▶ **What is asked**
a – According to the excerpt on aircraft lateral dynamics and LQR control, what is K called in the LQR state feedback controller?
b – Name every state that the excerpt on aircraft lateral dynamics and LQR control lists for the lateral plane.

--- start of Selected excerpt ---

In the lateral plane, the states are, side-slip angle (\(\beta \)), roll angle (\(\phi \)), roll rate (p) and yaw rate (r), and control inputs are aileron deflection (\(\delta _a\)) and rudder deflection (\(\delta _r\)). The states and control inputs are shown Fig. 3. The angle of side-slip (\(\beta \)) is the angle between the roll axis (I) and the direction of incoming airflow. When the roll axis I rotates, the pitch axis (J) and the yaw axis (K) will change to \(J_2\) and \(K_2\), respectively. The roll angle (\(\phi \)) is the angle between J and \(J_2\). The roll rate (p) is the rate of change in the roll angle (\(\phi \)). The yaw rate (r) is the rotational rate of change in the yaw axis (K). The aileron deflection (\(\delta _a\)) is the control surface which is used to control the rotation of the roll axis (I). The rudder deflection (\(\delta _r\)) is the control surface which is used to control the rotation of the yaw axis (K). The lateral dynamics is a linear dynamics of the form \(\dot{\mathbf{x }}_\textit{lat}= A_\textit{lat}\mathbf{x} _\textit{lat}+ B_\textit{lat}\mathbf{u} _\textit{lat}\), where \(\mathbf{x} _{\textit{lat}} = [\beta , \phi , p, r]'\), \(\mathbf{u} _{\textit{lat}} = [\delta _a, \delta _r]'\), and \(A_\textit{lat}\) and \(B_\textit{lat}\) are specific matrices.
3.2 LQR Controller
Linear Quadratic Regulator (LQR) controller for a linear dynamics \(\dot{\mathbf{x }} = A\mathbf{x} + B\mathbf{u} \) is an optimal controller that minimizes a quadratic cost function (J). It is a linear state feedback controller of the form \(- Kx\), where K is referred to as the gain matrix. The closed loop dynamics is given by \(\dot{\mathbf{x }} = (A - BK) \mathbf{x} \); which is the system behavior when controller by the LQR controller. Since the longitudinal and lateral dynamics of the aircraft are decoupled, we have an LQR controller for each component with gains \(K_\textit{lon}\) and \(K_\textit{lat}\), resulting in corresponding closed loop systems, \(\dot{\mathbf{x }}_\textit{lon}= (A_\textit{lon}-B_{lon} K_\textit{lon}) \mathbf{x} _\textit{lon}\) and \(\dot{\mathbf{x }}_\textit{lat}= (A_\textit{lat}- B_{lat}K_\textit{lat}) \mathbf{x} _\textit{lat}\).

--- end of Selected excerpt ---
--- start of Record excerpts ---

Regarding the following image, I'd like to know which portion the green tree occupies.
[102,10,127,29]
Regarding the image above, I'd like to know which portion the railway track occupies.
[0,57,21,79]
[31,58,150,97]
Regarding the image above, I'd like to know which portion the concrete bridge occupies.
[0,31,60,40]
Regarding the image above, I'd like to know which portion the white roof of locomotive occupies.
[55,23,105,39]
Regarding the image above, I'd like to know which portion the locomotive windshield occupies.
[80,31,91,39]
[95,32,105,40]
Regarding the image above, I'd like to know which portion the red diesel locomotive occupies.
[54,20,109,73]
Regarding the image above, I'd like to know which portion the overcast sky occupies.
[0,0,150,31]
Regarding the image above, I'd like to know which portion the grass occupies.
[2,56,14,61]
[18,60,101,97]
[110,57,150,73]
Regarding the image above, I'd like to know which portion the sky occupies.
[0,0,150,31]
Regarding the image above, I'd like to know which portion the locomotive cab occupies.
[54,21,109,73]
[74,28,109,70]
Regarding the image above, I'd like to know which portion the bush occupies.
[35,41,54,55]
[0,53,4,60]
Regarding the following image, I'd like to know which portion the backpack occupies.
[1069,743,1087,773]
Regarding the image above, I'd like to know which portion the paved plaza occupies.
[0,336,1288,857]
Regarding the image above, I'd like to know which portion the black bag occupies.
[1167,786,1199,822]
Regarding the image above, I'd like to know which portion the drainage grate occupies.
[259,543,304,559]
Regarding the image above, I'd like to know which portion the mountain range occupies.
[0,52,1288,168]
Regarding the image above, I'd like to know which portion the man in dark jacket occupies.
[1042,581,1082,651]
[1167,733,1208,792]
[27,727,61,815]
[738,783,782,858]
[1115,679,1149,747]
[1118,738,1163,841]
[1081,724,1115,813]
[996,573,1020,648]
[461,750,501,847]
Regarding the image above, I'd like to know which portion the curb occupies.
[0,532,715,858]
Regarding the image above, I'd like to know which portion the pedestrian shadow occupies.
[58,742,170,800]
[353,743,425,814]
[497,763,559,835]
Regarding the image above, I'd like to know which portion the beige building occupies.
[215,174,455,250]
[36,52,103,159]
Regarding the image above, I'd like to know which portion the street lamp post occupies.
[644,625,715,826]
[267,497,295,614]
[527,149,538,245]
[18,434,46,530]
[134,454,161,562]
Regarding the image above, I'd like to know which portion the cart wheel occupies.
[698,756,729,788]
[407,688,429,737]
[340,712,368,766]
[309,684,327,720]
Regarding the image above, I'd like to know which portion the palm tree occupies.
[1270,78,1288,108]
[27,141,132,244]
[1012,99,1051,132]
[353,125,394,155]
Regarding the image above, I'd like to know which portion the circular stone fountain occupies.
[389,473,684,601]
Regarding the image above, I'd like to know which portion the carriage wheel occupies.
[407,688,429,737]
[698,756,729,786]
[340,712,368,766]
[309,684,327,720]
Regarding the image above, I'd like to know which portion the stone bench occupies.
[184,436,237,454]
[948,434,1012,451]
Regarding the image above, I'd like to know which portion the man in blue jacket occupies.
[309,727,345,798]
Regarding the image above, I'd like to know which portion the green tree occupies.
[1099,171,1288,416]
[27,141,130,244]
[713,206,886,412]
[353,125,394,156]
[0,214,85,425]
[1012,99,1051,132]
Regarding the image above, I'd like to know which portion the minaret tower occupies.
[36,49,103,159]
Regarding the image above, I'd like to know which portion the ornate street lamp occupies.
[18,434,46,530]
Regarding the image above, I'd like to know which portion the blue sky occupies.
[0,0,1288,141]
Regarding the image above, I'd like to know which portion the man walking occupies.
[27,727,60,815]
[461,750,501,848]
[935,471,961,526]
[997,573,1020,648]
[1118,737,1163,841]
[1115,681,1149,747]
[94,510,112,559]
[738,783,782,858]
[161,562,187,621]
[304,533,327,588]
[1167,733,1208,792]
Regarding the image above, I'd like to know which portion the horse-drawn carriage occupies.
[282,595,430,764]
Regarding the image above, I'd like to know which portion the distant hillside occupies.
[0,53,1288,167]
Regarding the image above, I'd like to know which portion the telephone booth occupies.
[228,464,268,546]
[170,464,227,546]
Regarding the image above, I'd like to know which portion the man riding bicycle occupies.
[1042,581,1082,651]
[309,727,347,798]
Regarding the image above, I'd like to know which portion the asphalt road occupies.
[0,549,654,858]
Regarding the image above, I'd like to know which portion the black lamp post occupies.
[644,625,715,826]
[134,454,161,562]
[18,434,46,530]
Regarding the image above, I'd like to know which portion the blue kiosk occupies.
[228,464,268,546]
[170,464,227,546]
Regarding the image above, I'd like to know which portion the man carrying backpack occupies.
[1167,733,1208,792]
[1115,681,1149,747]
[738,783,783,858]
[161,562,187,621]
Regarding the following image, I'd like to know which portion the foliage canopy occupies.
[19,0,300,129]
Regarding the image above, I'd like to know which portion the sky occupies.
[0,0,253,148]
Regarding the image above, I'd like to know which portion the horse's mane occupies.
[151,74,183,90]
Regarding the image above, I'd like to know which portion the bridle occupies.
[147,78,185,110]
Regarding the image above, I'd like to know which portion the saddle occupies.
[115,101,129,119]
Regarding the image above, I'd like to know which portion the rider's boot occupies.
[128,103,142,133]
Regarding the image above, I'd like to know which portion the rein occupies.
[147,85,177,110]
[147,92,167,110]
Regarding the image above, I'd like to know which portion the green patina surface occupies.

--- end of Record excerpts ---

▶ **Task-by-task answers**
a – The gain matrix.

b – Side-slip angle (β), roll angle (φ), roll rate (p), and yaw rate (r).